→ 提示文:
日本人にも妙に語感の良いネーミングの持ち主である日産のブランニュー・モデルが『ムラーノ』。といっても、実はその名前の出典は「ベネチア沖に浮かぶガラス工芸で有名な島の名前」にあると言う。“クロスオーバーSUV”をコンセプトに開発された、まずはルックスが売り物のこのクルマの全長×全幅は、4770×1880mmとそれなりに大柄。それもそのはずで、そもそもムラーノは北米市場をターゲットに開発されてきたモデル。それが日本でも発売されるようになったのは「2003年に開催された東京モーターショーに参考出品した結果、その評判が良かったから」というのが日産の公式見解だ。

何とも個性的なそのエクステリア・デザインから俄かには想像をしにくいが、ハードウェア上の骨格となったのはティアナやプレサージュ、そしてやはり北米向けのマキシマやアルティマなども採用する日産が“FF-L”と呼ぶ大型のFF車用プラットフォーム。すなわち、搭載するV6エンジンとトランスミッション(CVT)はいわゆる横置きレイアウト。ここからも、ムラーノはあくまでも“乗用車ベース”である事が伺える。

デザインは“外”も“内”も大胆で個性的

ムラーノの“売り”がまずはそのルックスにあるというのは前述の通り。180mmと大きく採られた地上高や18インチという大径のシューズの採用も、機能面からの要請よりはあくまでも「“ムラーノ・ルック”を実現させるための手法」と考えるべきだ。

→ 設問:
#1 ムラーノの紹介文では、車名の出典は何だとされているか。
#2 ムラーノの紹介文を、最後の文の後から続けて書きなさい。

→ 元データ:
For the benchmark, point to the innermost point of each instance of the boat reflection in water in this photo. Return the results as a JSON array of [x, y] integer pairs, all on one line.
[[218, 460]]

→ 設問別解答:
#1 ベネチア沖に浮かぶ、ガラス工芸で有名な島の名前です。

#2
それにしてもムラーノのデザインはご覧のように、“外”も“内”も大胆で個性的。エクステリアでは前述のようなワイルドなSUVらしい記号性を巧みに取り入れつつ、いかにも都会的なフロントマスクや流れるようにスポーティなサイド・ウインドウグラフィックを採り入れるなど、既存のいわゆるSUVたちとは完全に一線を画したオリジナリティを確立。

かくも頑張ったエクステリアに合わせるようにインテリアもモダーンで独創性に溢れたデザインを採用し、見る人にフェアレディZなどと共に「日産自動車は生まれ変わった」事を印象づける。 フロアが高めなので乗降時の足運びはやや大変だが室内空間は十二分に広い。やはりフロア位置は高めになるが、ラゲージスペースも満足レベルにある。

3.5リッター・モデルのCVTは、世界のCVTの中でも秀逸な出来栄え。

ムラーノが搭載するパワーパックは2タイプ。CVTと組み合わされる3・5リッターV型6気筒と、4速ATと組み合わされる2.5リッターの直列4気筒だ。 後者は日本仕様のみに用意されるコスト重視のユニット。設定も軽量なFWDモデルのみに限定される。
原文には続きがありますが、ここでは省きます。